◆ Auszug:
----
Die Anklänge an ein Baumhaus sind offensichtlich: Neben dem Gefühl grenzenloser Offenheit stellt die wandlose Struktur mit den luftig darin verteilten Ebenen für die Bewohner allerdings in jeder Hinsicht auch eine große Herausfor­derung dar. Der Kontrast zwischen der Einfachheit der kons­truktiven und gestalterischen Mittel auf der einen und der Komplexität des räumlichen Gefüges auf der anderen ­Seite eröffnet eine irritierende Fülle an Möglichkeiten. Ob diese mit einer temporären Funktion belegt werden, definieren allein die Nutzer.

Foto: Iwan Baan

"Das Faszinierende an einem Baum ist, dass die einzelnen Plätze nicht hermetisch abgeschlossen, sondern miteinander verbunden sind. Man hört Stimmen von allen Seiten, springt von einem Ast zum anderen, die Bewohner führen ihre Gespräche über mehrere Äste hinweg. Das sind sehr bereichernde Momente, die durch das Wohnen in räumlicher Dichte ermöglicht werden. Durch die Unterteilung des Bodens in einzelne Bodenplatten in der Größenordnung von Möbeln, bietet dieses Haus Wohneinheiten, die durch die räumlich-zeitliche Relativität aufeinander abgestimmt sind – einem Baum ähnlich." (Sou Fujimoto)

Grafik: Sou Fujimoto

Foto: Iwan Baan

Die Stufen zwischen den Platten werden manchmal als Sitzgelegenheiten oder Tische genutzt, manchmal auch als Vorrichtungen zur Raumaufteilung oder einfach als Sonnenschutz. Sie laden ein zu permanentem Wechsel und Veränderung. Die räumliche Flexibilität macht damit auch ein privatmaßstäbliches Angebot an das mobilitätswillige Dasein des modernen Stadtnomaden.
----
◆ Bereitgestellte Zeilen:
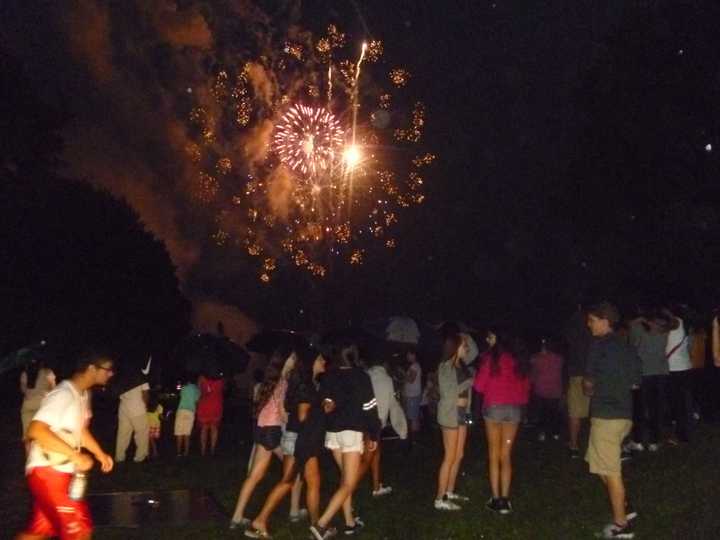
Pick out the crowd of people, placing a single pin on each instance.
----
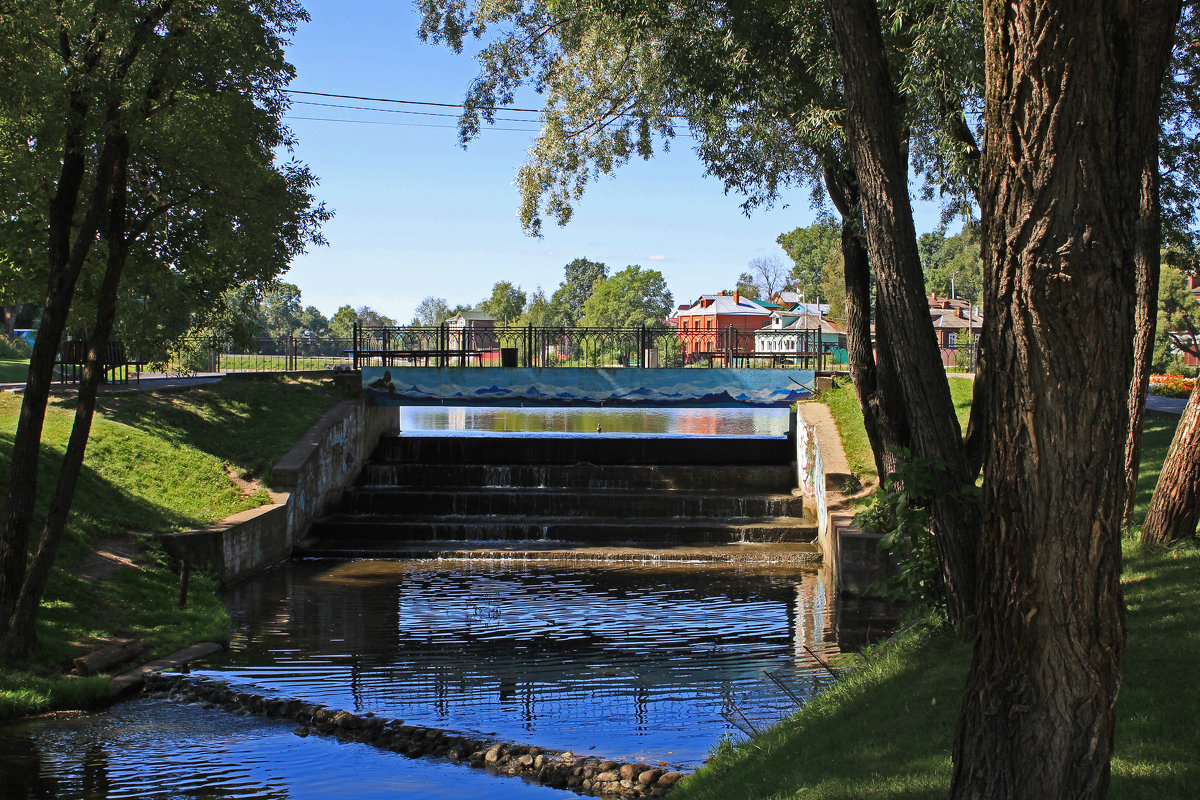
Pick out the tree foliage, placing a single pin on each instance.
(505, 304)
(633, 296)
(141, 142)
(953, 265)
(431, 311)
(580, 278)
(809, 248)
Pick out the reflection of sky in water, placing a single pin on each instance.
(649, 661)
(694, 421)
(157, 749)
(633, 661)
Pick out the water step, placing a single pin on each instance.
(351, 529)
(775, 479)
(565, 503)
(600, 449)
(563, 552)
----
Schreib den Auszug über das Baumhaus von „Grafik: Sou Fujimoto“ bis „des modernen Stadtnomaden.“ ab und ersetze dabei „Sonnenschutz“ durch „Sichtschutz“. Die Zeilen sind eigenständiges Material und gehören nicht zum Auszug.

Grafik: Sou Fujimoto

Foto: Iwan Baan

Die Stufen zwischen den Platten werden manchmal als Sitzgelegenheiten oder Tische genutzt, manchmal auch als Vorrichtungen zur Raumaufteilung oder einfach als Sichtschutz. Sie laden ein zu permanentem Wechsel und Veränderung. Die räumliche Flexibilität macht damit auch ein privatmaßstäbliches Angebot an das mobilitätswillige Dasein des modernen Stadtnomaden.